Like all premature babies, Holly’s start was a tough one, but one that would define her as strong and unbelievably resilient.
The waters surrounding Holly broke at 19 weeks, which for the vast majority of babies would mean being born within a matter of days or hours, and would have given Holly a zero percent chance of survival. Doctors were sure that this meant a non-viable pregnancy and recommended we act accordingly – but Holly’s heartbeat was strong and we could feel her moving. We were determined to give Holly a chance, no matter how small. The only hope was for strict bed rest and a lot of luck. Both were needed, and both were had.
We had numerous scans to keep an eye on her, and to measure any fluid that she accumulated. Holly decided that at 28 weeks she was ready to arrive. As a direct result of not having waters, an infection developed in the womb, but the doctors were quick to act and opted for an emergency caesarean. When Holly was born she received intervention from a well-trained team of doctors and nurses who saved her life and did everything humanly possible to keep it that way. She weighed 1kg (2lbs and 3.5oz).
Holly was discoloured and had major swelling on one side from the lack of waters, as well as the defining and lasting symptom of chronic lung disease – something that was inescapable despite any and all efforts due to losing my waters at such an early and important stage of lung development.
Unlike Holly’s big sister Katie, Holly was unable to have immediate skin-to-skin contact with her parents and had to be kept in an incubator to maintain her body temperature and prevent any germs from getting to her. Cradling her head and feet (containment holding), through panels in the side of the incubator, were all we were allowed for what felt like forever. Holly had several ‘lines’ put in her to feed her and deliver a wide array of drugs, antibiotics and minerals for her to live. At this point she has already been labelled as feisty by the doctors as she repeatedly kicked them off her while they were desperately trying save her life (kids eh?).
Holly was on a ventilator for her to breathe as she had underdeveloped lungs – this is extremely invasive and caused her much discomfort. She would occasionally try to cry and couldn’t for the tube running down her voice box into her lungs.

### Record extracts

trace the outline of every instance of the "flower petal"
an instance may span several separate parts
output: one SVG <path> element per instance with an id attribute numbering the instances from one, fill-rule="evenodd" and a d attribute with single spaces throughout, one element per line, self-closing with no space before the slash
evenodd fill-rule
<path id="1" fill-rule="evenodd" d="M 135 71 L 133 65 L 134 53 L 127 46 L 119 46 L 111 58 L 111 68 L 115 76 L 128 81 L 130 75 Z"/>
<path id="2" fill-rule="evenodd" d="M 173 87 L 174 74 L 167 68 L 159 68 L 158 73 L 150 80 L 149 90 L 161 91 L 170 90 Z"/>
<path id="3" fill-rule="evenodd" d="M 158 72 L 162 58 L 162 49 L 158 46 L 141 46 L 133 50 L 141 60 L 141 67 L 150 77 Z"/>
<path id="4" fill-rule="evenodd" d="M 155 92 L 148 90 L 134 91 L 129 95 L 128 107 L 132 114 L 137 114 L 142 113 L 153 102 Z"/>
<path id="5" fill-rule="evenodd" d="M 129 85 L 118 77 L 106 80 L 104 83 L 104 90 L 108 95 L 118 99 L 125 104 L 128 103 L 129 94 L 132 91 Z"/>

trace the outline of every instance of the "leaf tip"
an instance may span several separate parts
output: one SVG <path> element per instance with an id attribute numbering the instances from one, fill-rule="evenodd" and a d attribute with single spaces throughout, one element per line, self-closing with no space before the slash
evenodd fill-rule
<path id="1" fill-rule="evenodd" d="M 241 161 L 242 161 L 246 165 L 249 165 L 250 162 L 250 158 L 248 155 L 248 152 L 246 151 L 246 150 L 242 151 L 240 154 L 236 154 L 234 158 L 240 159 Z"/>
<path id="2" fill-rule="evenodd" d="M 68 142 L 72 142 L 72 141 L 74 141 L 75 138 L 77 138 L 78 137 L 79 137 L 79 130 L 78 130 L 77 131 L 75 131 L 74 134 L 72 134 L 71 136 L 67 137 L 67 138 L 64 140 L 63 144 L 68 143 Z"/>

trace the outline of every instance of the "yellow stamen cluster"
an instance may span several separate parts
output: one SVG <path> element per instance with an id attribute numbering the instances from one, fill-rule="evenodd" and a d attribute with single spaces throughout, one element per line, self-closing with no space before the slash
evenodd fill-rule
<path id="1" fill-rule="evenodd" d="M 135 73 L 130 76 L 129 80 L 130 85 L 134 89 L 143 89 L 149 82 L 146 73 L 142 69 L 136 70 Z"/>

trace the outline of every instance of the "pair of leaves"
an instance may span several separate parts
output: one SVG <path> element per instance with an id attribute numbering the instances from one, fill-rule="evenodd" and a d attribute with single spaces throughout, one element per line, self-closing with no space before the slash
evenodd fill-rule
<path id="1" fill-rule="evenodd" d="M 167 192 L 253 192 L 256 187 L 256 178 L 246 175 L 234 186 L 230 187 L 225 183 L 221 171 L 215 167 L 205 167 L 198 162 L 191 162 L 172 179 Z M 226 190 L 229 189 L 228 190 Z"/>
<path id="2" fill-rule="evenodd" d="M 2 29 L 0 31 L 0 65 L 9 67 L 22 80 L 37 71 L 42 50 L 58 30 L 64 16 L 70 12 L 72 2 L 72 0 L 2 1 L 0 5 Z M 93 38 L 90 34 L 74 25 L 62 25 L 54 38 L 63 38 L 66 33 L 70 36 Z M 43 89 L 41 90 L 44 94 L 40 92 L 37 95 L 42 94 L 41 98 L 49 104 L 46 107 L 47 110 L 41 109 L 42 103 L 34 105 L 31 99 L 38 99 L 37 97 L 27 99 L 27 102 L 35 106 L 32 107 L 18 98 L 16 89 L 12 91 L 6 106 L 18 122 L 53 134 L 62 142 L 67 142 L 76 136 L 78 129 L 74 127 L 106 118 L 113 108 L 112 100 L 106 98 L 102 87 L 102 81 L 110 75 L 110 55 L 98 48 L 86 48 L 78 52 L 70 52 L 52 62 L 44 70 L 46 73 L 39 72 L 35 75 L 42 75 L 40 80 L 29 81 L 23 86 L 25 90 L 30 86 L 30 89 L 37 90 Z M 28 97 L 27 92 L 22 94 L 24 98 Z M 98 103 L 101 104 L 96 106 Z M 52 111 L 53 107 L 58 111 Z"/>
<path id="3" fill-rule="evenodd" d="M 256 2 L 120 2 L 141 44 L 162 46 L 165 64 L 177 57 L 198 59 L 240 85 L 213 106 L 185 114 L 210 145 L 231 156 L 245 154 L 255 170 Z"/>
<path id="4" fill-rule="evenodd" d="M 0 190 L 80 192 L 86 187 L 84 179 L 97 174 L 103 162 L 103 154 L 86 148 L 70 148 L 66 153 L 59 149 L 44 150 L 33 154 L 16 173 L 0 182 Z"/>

--

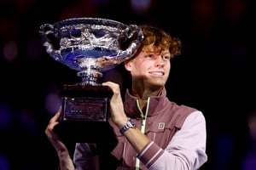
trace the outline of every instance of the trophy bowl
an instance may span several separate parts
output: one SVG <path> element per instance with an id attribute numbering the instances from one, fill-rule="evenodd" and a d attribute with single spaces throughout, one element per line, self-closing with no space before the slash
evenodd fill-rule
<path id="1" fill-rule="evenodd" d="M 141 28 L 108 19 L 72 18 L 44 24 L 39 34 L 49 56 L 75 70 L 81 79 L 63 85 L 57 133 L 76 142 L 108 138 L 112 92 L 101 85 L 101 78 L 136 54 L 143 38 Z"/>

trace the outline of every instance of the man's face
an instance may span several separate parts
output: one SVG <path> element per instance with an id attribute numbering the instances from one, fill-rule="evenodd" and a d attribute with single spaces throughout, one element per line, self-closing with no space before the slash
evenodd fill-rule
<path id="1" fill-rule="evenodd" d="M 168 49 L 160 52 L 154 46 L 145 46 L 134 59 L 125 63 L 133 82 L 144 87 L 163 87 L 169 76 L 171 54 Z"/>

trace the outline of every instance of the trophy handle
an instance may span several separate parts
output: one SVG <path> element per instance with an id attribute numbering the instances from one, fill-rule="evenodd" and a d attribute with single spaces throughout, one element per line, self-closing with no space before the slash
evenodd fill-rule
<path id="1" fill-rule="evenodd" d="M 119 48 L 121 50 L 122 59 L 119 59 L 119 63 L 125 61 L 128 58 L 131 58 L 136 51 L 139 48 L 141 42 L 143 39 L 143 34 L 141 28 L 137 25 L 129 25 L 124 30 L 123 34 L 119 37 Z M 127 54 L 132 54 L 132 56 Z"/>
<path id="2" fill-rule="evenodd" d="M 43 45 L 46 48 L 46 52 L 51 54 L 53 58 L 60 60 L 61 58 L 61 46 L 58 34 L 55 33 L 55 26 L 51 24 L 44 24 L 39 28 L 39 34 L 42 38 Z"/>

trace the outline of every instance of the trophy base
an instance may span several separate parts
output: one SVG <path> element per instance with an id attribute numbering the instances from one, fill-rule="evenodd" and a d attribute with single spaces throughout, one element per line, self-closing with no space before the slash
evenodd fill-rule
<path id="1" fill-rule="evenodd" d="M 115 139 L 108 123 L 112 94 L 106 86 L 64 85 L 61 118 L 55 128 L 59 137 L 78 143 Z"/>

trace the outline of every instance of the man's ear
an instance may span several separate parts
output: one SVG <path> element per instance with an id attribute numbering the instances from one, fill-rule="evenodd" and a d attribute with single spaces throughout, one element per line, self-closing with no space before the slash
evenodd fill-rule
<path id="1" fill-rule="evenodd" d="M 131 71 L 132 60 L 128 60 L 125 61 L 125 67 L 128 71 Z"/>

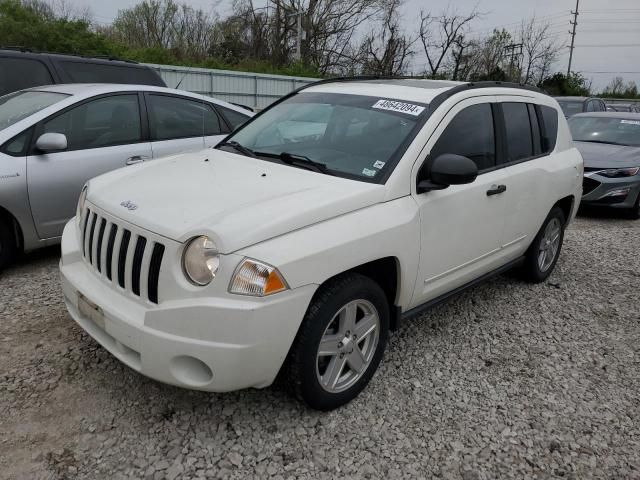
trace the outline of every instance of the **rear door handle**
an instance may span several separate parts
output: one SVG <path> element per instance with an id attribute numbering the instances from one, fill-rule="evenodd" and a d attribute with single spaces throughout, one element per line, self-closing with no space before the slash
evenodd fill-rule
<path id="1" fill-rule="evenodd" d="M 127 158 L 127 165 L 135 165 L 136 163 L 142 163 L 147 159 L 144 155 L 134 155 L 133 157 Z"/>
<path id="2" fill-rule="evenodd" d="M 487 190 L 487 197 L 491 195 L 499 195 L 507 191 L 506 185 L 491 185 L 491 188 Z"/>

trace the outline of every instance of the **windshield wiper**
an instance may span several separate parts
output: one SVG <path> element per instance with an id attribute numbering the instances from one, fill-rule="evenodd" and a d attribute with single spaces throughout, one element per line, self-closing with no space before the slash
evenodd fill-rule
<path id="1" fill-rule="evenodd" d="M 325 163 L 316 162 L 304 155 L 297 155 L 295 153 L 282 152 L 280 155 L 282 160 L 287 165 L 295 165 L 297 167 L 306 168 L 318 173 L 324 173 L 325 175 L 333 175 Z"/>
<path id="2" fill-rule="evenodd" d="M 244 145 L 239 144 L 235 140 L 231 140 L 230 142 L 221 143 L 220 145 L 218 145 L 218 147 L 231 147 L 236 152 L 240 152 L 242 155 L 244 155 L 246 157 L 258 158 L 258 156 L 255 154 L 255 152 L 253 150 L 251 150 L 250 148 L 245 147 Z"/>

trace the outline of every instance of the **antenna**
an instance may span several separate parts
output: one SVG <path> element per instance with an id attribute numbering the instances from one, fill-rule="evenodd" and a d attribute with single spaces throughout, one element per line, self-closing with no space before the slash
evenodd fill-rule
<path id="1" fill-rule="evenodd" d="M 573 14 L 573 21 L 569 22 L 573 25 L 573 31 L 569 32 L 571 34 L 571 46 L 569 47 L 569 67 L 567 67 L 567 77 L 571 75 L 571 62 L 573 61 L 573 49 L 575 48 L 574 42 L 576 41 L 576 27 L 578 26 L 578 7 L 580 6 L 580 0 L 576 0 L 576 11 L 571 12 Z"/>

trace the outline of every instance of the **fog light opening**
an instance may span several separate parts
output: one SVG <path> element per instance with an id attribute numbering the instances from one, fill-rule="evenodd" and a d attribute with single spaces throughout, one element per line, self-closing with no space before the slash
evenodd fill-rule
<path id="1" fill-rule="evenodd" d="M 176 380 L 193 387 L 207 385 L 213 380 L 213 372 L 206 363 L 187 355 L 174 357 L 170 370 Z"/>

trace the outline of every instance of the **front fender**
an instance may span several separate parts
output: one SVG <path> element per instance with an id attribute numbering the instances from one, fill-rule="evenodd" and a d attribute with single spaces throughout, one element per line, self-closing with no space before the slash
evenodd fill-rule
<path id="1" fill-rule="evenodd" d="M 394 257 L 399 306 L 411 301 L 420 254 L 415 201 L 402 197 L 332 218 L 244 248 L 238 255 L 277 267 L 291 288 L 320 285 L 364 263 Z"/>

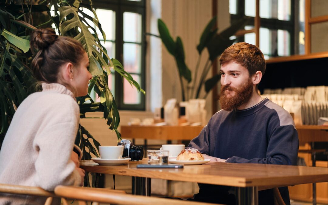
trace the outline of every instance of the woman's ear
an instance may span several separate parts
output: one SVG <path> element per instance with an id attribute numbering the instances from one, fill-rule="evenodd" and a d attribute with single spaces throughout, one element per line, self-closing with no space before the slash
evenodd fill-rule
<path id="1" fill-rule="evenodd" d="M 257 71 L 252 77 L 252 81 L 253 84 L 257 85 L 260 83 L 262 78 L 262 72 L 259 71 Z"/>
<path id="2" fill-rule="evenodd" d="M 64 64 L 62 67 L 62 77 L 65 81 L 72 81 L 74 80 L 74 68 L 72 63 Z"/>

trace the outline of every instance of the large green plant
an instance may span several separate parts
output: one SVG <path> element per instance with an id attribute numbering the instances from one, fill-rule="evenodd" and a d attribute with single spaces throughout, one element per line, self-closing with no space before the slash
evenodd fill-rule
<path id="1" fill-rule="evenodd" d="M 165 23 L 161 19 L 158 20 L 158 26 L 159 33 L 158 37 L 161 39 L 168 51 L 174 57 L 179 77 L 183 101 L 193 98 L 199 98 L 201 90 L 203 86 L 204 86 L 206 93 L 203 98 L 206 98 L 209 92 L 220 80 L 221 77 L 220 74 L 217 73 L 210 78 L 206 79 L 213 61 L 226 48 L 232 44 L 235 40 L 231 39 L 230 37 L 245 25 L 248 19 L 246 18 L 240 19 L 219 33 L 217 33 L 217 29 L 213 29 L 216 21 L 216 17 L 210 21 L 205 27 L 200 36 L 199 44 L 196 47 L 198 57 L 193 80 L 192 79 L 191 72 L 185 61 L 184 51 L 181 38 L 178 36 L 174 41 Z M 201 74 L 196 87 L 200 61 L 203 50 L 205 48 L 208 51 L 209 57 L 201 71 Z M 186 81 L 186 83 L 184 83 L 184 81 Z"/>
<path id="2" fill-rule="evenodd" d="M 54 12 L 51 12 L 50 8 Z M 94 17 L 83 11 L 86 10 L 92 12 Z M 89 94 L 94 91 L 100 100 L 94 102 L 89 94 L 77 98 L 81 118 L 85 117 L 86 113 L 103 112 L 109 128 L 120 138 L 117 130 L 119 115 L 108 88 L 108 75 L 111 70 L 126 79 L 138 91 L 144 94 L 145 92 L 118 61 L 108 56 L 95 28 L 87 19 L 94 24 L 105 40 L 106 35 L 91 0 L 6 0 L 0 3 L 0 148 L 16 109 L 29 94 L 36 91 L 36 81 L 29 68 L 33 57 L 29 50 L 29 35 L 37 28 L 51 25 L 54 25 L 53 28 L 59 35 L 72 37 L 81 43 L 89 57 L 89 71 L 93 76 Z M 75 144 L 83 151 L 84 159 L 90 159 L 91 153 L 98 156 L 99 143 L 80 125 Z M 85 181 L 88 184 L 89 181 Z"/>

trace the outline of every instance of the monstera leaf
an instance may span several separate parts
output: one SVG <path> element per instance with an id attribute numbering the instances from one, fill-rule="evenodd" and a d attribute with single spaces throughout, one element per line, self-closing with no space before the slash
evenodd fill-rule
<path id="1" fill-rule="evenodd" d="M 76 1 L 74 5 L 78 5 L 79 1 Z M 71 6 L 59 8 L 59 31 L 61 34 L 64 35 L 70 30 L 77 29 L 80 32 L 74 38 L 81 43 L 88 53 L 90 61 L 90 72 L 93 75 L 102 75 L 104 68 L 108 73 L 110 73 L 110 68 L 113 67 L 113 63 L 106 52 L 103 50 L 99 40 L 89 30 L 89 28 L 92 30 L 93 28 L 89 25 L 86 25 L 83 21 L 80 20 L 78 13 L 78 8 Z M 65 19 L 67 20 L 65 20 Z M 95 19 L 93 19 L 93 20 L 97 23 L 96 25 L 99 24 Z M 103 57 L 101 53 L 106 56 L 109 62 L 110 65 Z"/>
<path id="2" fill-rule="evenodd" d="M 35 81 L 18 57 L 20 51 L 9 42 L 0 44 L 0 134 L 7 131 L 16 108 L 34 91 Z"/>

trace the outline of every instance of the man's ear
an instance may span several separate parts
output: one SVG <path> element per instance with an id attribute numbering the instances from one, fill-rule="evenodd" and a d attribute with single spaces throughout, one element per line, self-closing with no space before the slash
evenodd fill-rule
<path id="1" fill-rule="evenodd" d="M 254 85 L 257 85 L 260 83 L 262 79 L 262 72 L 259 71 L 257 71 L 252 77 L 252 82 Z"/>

---

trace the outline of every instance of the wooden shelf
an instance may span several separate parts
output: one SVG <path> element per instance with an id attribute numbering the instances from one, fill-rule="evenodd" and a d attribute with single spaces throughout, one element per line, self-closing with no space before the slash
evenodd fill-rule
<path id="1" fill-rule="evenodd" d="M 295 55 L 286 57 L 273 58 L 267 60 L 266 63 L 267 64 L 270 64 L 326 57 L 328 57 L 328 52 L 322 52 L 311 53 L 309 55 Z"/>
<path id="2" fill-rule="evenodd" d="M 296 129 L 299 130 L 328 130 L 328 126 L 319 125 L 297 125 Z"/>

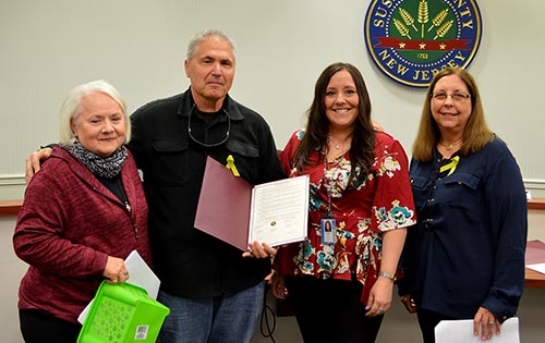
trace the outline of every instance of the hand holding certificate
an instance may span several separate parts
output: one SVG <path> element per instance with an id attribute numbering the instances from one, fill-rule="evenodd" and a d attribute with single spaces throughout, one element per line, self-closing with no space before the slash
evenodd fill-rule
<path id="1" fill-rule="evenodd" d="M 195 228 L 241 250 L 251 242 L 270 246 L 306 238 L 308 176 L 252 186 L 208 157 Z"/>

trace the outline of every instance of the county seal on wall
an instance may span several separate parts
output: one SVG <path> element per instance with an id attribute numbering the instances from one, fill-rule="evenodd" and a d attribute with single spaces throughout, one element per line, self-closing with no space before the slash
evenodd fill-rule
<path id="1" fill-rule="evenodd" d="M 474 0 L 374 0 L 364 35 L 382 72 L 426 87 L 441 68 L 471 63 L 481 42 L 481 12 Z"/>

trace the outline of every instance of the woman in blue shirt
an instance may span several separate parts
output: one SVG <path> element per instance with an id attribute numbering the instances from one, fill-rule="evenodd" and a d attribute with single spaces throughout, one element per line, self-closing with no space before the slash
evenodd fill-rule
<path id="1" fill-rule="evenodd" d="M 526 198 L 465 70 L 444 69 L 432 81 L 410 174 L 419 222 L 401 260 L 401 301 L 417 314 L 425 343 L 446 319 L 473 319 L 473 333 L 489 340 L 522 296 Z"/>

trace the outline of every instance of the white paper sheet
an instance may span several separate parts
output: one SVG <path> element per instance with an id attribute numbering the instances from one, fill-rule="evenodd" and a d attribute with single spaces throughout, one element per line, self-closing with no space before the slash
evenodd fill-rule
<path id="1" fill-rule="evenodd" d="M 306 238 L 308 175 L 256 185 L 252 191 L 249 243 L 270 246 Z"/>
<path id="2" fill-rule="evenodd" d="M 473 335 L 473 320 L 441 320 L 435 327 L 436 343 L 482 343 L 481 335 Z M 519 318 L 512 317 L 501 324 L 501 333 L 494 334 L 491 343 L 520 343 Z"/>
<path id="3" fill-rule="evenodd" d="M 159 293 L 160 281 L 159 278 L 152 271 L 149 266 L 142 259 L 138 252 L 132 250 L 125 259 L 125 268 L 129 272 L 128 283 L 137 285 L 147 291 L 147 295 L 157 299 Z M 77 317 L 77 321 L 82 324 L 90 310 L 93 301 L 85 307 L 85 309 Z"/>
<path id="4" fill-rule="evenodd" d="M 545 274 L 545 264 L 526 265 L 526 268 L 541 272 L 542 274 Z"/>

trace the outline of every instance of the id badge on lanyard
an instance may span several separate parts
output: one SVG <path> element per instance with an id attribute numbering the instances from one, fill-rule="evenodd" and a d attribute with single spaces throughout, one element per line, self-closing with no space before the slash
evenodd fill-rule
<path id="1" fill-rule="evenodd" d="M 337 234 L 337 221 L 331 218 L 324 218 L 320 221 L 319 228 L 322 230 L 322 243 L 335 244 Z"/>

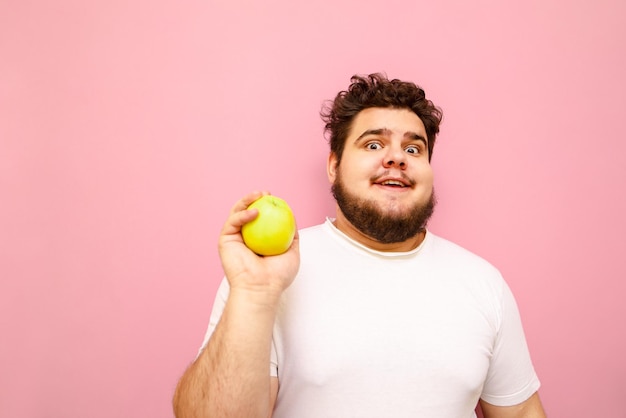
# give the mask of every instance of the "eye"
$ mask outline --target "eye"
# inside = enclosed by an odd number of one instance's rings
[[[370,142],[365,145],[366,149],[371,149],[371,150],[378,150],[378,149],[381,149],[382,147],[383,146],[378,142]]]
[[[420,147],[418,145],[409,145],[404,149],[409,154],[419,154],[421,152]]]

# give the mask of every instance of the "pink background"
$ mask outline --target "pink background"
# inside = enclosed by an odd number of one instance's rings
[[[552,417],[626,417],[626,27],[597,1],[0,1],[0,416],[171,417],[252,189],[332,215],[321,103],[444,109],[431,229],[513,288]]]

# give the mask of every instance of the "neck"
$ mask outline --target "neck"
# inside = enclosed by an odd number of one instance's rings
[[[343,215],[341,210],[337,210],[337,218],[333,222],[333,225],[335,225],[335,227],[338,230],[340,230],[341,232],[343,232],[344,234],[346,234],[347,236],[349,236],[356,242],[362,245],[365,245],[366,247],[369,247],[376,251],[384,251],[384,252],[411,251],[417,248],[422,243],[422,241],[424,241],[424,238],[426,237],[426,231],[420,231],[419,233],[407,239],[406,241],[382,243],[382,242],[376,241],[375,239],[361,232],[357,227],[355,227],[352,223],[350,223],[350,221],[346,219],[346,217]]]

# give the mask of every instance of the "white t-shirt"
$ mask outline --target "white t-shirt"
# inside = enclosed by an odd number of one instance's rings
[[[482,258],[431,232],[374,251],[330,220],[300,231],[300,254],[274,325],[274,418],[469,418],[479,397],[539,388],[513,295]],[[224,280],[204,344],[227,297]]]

### Exercises
**a)** Answer these questions from Holly's story:
(i) At how many weeks did the waters surrounding Holly break?
(ii) How much did Holly weigh when she was born?
(iii) What is the name of Holly's big sister?
**b)** Translate this sentence from Holly's story into Spanish: "We were determined to give Holly a chance, no matter how small."
**c)** Output everything in Holly's story from "Like all premature" down to "both were had.", word for word.
The records come from a separate source and are not part of Holly's story.

### Answers to this exercise
**a)**
(i) At 19 weeks.
(ii) 1kg (2lbs and 3.5oz).
(iii) Katie.

**b)** Estábamos decididos a darle a Holly una oportunidad, por pequeña que fuera.

**c)**
Like all premature babies, Holly’s start was a tough one, but one that would define her as strong and unbelievably resilient.
The waters surrounding Holly broke at 19 weeks, which for the vast majority of babies would mean being born within a matter of days or hours, and would have given Holly a zero percent chance of survival. Doctors were sure that this meant a non-viable pregnancy and recommended we act accordingly – but Holly’s heartbeat was strong and we could feel her moving. We were determined to give Holly a chance, no matter how small. The only hope was for strict bed rest and a lot of luck. Both were needed, and both were had.